_Task to complete_:
Output exactly the lines between the line that contains "Where can the purple" and the last line of the material, counting both.

[Entries taken from a collection]
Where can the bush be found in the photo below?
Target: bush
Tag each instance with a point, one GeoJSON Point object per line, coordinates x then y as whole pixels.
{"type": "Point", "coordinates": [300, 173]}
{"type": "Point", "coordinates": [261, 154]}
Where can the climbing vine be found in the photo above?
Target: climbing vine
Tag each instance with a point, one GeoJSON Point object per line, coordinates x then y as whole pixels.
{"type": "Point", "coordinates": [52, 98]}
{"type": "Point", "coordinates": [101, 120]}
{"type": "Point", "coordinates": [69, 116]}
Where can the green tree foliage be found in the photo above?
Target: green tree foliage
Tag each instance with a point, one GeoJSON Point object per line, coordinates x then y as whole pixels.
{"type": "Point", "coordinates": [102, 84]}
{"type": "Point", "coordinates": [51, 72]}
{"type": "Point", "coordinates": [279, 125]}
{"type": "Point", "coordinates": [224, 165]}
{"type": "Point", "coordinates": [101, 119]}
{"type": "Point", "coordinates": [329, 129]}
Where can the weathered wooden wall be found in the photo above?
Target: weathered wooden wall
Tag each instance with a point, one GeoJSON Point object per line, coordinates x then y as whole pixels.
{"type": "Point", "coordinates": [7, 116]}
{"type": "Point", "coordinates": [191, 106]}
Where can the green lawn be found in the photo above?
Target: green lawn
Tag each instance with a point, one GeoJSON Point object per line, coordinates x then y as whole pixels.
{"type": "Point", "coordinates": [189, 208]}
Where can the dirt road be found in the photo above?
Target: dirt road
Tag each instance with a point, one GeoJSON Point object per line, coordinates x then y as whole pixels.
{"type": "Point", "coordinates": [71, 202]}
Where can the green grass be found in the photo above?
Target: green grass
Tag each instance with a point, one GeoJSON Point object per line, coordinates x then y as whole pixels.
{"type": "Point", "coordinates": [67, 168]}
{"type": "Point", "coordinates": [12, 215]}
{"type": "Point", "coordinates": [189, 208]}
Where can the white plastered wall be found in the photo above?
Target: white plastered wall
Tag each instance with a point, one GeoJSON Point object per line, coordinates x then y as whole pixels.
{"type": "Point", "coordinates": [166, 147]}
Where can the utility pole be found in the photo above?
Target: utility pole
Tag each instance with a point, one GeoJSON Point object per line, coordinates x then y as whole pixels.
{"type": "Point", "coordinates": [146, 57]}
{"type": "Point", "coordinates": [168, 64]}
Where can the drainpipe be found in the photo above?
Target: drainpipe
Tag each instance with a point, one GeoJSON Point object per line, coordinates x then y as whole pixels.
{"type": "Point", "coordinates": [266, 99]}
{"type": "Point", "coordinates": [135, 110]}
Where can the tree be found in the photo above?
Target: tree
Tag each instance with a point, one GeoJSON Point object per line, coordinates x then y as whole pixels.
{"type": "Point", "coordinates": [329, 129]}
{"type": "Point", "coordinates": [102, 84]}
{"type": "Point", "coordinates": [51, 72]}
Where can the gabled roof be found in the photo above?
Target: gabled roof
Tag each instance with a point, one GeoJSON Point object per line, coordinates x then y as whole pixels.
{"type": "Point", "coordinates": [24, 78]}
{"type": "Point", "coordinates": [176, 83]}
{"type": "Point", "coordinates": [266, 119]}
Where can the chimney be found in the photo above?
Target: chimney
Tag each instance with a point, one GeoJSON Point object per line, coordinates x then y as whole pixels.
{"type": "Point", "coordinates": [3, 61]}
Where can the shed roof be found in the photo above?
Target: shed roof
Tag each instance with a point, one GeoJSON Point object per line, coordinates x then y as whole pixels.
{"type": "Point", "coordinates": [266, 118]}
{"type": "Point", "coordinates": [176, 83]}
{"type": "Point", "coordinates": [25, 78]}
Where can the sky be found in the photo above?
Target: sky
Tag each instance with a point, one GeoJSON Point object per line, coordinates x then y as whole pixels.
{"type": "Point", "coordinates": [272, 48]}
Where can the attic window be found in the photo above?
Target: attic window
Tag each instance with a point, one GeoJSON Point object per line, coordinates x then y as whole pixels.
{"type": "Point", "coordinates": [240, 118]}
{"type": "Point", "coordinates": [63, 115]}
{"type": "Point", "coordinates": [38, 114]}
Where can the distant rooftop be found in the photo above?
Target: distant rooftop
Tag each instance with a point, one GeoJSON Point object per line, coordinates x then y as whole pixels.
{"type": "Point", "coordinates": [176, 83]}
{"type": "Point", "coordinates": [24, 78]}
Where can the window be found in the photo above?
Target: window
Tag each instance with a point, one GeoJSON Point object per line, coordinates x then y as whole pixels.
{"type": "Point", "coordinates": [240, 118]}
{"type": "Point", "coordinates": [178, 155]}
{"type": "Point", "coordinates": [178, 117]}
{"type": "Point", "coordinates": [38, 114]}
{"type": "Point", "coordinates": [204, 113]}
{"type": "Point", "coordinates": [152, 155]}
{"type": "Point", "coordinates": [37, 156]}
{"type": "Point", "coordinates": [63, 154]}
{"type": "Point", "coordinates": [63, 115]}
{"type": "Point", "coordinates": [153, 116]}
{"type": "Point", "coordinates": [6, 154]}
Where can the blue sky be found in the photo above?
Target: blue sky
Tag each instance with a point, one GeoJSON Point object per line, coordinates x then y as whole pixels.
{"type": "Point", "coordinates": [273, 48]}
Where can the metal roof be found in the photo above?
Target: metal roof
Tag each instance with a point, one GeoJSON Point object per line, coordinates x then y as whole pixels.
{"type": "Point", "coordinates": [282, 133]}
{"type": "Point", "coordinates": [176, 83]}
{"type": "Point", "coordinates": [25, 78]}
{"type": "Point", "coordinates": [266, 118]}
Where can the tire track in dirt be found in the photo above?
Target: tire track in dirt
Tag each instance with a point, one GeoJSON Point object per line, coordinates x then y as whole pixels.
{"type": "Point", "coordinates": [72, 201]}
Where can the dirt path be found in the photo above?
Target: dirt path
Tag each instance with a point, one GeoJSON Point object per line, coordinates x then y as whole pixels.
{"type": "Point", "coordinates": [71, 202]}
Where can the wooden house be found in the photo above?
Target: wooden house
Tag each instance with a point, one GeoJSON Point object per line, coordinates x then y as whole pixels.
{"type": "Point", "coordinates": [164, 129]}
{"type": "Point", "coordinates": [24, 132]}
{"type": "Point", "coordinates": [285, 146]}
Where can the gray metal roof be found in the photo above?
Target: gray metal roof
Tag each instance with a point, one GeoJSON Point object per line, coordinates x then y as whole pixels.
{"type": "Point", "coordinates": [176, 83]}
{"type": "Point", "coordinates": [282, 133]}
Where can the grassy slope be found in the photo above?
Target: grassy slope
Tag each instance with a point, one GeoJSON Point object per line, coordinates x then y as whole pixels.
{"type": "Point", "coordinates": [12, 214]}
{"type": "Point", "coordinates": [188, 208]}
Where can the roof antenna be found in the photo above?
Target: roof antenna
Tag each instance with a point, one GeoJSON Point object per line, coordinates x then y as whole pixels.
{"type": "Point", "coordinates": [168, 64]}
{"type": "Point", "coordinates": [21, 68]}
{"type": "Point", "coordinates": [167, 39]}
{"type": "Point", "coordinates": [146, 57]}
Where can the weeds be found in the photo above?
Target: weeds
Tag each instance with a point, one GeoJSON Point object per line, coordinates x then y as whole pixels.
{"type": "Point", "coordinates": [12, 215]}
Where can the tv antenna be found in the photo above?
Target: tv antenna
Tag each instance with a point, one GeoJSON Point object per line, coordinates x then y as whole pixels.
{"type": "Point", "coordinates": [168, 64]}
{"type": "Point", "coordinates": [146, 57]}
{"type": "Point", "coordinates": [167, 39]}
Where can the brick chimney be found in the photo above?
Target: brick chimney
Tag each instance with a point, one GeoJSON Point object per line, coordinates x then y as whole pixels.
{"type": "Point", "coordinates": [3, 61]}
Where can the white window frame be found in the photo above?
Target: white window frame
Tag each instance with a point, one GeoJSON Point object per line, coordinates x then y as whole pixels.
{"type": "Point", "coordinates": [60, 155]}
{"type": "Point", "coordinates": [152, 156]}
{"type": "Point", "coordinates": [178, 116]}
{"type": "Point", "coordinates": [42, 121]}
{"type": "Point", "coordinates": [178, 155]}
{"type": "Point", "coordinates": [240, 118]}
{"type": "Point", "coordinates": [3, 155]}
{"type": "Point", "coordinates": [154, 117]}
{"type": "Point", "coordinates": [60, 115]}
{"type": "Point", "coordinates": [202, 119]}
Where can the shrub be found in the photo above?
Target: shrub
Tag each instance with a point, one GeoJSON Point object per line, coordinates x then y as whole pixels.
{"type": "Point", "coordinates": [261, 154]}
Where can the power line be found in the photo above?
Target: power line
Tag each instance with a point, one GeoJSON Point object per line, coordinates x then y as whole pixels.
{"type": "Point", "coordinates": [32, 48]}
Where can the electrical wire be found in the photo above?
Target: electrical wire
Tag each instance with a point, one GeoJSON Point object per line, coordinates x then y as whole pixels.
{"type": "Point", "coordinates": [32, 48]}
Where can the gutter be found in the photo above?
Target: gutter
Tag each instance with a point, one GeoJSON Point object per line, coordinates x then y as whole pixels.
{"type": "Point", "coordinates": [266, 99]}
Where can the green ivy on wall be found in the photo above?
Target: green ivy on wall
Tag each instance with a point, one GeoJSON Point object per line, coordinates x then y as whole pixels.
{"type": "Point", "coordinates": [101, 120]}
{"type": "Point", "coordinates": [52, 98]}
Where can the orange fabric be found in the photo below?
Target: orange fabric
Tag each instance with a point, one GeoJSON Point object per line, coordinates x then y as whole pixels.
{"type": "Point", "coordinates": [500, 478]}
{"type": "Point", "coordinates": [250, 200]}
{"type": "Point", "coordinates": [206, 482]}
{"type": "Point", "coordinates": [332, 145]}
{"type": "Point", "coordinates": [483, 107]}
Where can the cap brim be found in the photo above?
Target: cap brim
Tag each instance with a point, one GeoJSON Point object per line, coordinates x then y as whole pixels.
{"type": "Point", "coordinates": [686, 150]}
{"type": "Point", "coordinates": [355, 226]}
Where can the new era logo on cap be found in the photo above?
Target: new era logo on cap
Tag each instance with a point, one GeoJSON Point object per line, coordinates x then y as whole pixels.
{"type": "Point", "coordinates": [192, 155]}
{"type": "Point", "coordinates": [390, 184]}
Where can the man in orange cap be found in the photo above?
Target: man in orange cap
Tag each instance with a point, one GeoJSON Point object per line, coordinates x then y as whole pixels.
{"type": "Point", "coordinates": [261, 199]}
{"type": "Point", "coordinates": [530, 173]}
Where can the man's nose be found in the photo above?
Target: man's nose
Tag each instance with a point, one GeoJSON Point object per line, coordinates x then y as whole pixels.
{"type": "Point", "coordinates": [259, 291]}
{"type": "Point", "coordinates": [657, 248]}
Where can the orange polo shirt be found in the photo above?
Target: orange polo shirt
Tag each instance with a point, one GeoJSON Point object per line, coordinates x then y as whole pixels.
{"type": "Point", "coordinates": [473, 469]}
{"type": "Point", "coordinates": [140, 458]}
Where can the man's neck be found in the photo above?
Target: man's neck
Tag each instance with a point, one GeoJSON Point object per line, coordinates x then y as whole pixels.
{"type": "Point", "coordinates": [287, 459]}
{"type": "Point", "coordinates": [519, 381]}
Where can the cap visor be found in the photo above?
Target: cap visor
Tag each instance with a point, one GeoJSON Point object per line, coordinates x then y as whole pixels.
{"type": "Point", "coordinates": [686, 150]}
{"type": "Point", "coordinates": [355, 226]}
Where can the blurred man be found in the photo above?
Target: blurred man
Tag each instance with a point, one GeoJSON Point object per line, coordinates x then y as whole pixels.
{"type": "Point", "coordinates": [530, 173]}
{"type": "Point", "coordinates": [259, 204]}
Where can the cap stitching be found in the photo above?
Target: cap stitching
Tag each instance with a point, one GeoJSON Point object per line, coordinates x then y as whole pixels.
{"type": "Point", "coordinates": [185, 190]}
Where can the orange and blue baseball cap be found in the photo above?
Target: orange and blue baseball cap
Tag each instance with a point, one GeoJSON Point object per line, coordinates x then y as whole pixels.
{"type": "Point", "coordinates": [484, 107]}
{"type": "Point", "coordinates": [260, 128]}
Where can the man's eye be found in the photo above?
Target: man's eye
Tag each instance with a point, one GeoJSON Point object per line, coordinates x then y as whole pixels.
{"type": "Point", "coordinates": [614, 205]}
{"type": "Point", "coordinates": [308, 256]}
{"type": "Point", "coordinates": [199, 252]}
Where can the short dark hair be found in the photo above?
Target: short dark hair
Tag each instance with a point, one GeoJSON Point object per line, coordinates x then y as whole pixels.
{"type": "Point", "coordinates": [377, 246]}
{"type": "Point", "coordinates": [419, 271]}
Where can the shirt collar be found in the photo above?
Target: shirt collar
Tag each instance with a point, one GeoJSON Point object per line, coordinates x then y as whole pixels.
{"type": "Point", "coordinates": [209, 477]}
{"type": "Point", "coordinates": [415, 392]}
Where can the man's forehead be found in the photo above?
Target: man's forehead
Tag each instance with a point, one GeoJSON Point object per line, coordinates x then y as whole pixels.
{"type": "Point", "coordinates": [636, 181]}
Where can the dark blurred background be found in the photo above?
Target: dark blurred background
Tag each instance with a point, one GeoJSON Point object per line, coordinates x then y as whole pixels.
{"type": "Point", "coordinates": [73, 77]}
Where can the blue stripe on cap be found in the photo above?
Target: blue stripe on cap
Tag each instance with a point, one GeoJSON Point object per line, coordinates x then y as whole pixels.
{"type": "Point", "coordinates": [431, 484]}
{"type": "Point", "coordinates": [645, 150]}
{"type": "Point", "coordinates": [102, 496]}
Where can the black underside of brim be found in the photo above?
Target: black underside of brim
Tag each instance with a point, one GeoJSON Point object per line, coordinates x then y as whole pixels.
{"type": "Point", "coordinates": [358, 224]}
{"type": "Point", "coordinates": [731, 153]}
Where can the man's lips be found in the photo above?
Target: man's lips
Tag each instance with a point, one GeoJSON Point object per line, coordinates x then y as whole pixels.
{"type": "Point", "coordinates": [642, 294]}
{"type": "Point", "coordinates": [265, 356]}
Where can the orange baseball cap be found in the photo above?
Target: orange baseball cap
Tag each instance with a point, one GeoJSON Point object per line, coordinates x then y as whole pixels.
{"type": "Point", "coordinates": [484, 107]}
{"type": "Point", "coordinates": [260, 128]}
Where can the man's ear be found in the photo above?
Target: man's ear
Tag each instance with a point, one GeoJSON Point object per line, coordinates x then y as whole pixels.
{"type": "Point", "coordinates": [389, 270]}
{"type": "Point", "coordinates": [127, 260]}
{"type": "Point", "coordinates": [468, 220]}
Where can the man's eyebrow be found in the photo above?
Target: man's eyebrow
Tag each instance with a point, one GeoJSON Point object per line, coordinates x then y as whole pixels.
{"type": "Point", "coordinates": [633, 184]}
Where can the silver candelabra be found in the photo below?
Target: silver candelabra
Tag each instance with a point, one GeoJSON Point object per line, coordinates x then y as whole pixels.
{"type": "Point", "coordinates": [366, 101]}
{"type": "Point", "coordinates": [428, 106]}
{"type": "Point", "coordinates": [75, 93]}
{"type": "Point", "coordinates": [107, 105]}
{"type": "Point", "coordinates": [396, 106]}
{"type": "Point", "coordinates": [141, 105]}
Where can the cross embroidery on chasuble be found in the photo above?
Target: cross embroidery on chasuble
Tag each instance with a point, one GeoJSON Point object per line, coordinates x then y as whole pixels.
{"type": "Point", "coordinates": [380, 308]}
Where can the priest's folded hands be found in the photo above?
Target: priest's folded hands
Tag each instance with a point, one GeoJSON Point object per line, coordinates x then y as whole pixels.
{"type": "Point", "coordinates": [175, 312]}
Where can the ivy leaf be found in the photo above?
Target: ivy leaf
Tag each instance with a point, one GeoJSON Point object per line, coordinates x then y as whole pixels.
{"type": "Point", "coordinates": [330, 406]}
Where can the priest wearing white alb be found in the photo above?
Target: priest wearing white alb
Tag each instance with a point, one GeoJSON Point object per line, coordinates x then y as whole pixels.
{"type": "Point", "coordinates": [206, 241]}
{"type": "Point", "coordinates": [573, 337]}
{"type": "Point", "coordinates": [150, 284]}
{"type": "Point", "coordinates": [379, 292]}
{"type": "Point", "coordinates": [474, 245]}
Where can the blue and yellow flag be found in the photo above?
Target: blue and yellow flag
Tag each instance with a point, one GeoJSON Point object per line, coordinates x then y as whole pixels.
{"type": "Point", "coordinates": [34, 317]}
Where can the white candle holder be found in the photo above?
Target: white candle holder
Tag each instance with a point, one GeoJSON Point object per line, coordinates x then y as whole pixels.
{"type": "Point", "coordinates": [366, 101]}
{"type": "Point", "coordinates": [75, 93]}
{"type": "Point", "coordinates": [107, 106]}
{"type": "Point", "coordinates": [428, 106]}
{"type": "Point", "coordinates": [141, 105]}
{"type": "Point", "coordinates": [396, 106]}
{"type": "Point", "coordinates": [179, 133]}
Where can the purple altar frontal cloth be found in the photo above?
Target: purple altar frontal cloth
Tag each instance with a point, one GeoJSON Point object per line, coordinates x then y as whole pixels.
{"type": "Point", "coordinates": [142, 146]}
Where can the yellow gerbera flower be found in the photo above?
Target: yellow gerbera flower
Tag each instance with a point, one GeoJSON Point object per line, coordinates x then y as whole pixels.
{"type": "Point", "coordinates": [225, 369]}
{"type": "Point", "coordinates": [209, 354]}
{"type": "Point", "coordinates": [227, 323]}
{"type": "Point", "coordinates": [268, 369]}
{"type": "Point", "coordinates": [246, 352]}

_Completed task_:
Where can the purple altar frontal cloth be found in the photo above?
Target: purple altar frontal cloth
Tag each instance with a point, one GeoJSON Point object per line, coordinates x then y as whole pixels.
{"type": "Point", "coordinates": [142, 146]}
Where can the yellow gerbera flower be found in the photo above?
Target: yellow gerbera flower
Tag each instance with a point, one GeoJSON Point object per line, coordinates x then y as whole pixels.
{"type": "Point", "coordinates": [225, 369]}
{"type": "Point", "coordinates": [209, 354]}
{"type": "Point", "coordinates": [227, 323]}
{"type": "Point", "coordinates": [268, 369]}
{"type": "Point", "coordinates": [246, 352]}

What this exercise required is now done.